Beginning at whichever line contains "of the black", reproduce each line of the records below word for word, ending with the last, and add nothing.
** Source material follows **
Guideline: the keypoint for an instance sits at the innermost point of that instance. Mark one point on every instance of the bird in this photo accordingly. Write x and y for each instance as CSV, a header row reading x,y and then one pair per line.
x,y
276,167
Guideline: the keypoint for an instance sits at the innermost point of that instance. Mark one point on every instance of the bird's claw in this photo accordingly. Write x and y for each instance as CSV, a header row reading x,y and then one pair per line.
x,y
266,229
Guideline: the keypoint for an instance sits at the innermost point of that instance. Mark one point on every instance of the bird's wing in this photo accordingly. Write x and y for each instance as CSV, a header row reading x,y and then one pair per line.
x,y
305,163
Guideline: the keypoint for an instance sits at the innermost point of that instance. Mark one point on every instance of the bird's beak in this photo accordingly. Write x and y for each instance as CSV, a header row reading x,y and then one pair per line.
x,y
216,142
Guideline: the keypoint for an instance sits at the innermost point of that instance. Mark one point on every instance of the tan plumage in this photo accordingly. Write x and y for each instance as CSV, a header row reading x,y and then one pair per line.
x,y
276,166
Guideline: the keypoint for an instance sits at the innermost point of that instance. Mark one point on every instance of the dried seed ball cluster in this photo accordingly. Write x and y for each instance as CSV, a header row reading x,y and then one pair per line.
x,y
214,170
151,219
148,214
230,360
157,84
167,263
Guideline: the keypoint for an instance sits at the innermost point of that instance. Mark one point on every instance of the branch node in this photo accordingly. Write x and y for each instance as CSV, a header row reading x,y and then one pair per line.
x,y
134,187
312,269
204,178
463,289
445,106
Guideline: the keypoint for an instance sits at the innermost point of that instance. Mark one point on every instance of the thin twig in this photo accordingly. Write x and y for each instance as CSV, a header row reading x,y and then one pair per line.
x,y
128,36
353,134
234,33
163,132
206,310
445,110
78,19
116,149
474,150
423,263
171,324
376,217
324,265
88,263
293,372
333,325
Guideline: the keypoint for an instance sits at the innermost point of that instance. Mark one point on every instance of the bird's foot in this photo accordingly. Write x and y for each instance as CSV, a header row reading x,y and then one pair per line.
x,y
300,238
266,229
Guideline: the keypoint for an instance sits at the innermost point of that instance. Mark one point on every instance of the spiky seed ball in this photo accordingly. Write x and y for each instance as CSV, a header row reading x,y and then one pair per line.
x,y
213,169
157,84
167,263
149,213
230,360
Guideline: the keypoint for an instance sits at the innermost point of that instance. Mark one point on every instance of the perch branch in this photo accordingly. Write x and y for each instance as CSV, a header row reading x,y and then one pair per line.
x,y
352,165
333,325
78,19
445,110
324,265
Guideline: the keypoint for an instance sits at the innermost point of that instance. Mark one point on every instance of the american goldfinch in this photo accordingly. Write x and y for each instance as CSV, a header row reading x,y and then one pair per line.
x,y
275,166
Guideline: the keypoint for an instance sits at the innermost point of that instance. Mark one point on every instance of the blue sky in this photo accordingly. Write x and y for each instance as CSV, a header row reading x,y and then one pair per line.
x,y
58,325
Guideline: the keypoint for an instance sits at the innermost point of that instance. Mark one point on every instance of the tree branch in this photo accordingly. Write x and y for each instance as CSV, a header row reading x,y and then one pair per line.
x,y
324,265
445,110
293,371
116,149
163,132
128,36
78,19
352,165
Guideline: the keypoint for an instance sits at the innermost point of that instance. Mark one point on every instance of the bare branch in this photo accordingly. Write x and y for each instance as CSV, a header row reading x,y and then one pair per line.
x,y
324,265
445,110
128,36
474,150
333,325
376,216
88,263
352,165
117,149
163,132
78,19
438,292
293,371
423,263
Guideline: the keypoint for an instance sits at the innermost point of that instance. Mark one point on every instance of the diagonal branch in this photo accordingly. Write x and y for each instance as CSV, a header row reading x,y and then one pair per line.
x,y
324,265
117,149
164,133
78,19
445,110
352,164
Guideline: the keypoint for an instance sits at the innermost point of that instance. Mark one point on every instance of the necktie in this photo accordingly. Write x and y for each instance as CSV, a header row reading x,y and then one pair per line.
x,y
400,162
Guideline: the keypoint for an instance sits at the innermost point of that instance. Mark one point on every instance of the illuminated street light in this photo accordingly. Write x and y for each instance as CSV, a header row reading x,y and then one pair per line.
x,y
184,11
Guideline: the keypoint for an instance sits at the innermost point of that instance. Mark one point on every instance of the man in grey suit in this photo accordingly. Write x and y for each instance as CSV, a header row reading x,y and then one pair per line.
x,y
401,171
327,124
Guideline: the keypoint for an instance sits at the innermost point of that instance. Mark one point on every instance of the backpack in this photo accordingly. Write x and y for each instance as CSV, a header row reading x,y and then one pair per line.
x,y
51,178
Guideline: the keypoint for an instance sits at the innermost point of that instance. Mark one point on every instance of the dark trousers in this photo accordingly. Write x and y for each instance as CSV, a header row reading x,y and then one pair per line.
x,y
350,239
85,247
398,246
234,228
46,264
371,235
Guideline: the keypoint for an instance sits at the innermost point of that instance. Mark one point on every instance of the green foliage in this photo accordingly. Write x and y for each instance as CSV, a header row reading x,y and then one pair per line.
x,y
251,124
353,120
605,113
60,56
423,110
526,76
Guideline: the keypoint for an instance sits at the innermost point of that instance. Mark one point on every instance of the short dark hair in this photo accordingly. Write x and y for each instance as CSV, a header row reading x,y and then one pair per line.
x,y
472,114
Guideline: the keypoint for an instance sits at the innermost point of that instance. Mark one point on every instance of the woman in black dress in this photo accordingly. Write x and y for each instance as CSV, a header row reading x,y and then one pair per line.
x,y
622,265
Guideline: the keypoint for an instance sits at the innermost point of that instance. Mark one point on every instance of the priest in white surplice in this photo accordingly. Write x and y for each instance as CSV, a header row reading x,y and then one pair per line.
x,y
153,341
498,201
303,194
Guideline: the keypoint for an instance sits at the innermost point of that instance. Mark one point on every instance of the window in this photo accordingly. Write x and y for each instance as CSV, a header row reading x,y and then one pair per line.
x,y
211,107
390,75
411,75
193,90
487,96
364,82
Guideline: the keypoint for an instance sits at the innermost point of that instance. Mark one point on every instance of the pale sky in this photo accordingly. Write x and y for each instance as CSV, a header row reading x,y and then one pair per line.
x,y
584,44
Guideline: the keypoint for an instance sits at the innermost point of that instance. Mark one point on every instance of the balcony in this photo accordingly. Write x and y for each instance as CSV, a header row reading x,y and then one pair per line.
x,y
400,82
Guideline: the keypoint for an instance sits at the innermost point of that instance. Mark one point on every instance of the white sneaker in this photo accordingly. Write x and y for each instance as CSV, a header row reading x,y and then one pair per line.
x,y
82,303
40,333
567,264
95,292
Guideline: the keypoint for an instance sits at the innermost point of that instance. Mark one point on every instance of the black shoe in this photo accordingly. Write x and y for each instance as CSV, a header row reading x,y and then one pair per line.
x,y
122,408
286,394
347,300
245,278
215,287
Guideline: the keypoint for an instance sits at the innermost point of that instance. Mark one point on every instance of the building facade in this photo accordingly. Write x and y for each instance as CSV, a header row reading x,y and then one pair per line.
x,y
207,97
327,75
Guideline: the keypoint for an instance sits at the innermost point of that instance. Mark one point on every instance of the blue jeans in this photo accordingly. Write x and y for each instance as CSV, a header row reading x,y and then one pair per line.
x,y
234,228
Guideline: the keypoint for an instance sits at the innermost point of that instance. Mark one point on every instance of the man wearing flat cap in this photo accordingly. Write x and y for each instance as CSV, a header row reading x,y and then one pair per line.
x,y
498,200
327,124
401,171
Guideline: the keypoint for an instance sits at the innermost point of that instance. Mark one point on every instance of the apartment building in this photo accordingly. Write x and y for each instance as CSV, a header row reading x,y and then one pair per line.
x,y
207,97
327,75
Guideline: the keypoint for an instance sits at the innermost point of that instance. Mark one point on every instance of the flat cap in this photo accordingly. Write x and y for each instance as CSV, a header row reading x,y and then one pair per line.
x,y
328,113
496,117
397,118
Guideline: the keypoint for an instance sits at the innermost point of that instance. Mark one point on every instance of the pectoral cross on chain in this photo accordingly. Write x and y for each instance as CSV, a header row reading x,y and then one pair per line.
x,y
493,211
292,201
** End of Source material **
### [Task answer]
Guideline: the keypoint for an instance sits at the innermost point of that instance. Mark one point on every instance of the black shoe in this photo accordingly. Write x and y for each instance as CSV, a header row reading x,y and then one pair per line.
x,y
122,408
286,394
347,300
245,278
215,287
Guideline: the keypoint for an instance sits at the innermost point of that instance. Mark one point on every instance of the building facade in this photo accordingly. Write x and y for each instance as CSV, a header row reading x,y and then one pair per line.
x,y
207,97
327,75
Guideline: the keypoint for an instance sits at the innermost point of that instance. Mark one point on every instance of the blue jeans in this photo accordingly. Write x and y for each instance as CSV, a header row reading x,y and then one pair per line.
x,y
234,228
Guideline: the keypoint for an instance sits at the innermost point of that instance. Mark one point on every instance of the man wearing flat cap in this photo accordingly. Write x and y for each instance as CSV, a header row reading x,y and then one pair per line.
x,y
498,200
327,124
401,171
Guideline: the keypoint for an instance sits at the innermost point of that instance. Mark one point on every instance of the apartment building in this photo accordingly. Write x and y for each instance as CSV, a header row reading x,y and then one pair per line.
x,y
207,97
327,75
Guideline: the keypoint for an instance sits at the innermost point of that instance. Mark one point on every instance of the flat cap in this photo accordingly. Write x and y for each instance as CSV, a header row reading x,y and then one pair per line.
x,y
328,113
496,117
397,118
Guideline: the keypoint for an instance sits at the innermost point of that instance. Mark one point on every instance of the pectoral cross on chain in this photo accordingly. Write x and y for each instance as CSV, a header row reading x,y and then one pair per line.
x,y
493,211
292,201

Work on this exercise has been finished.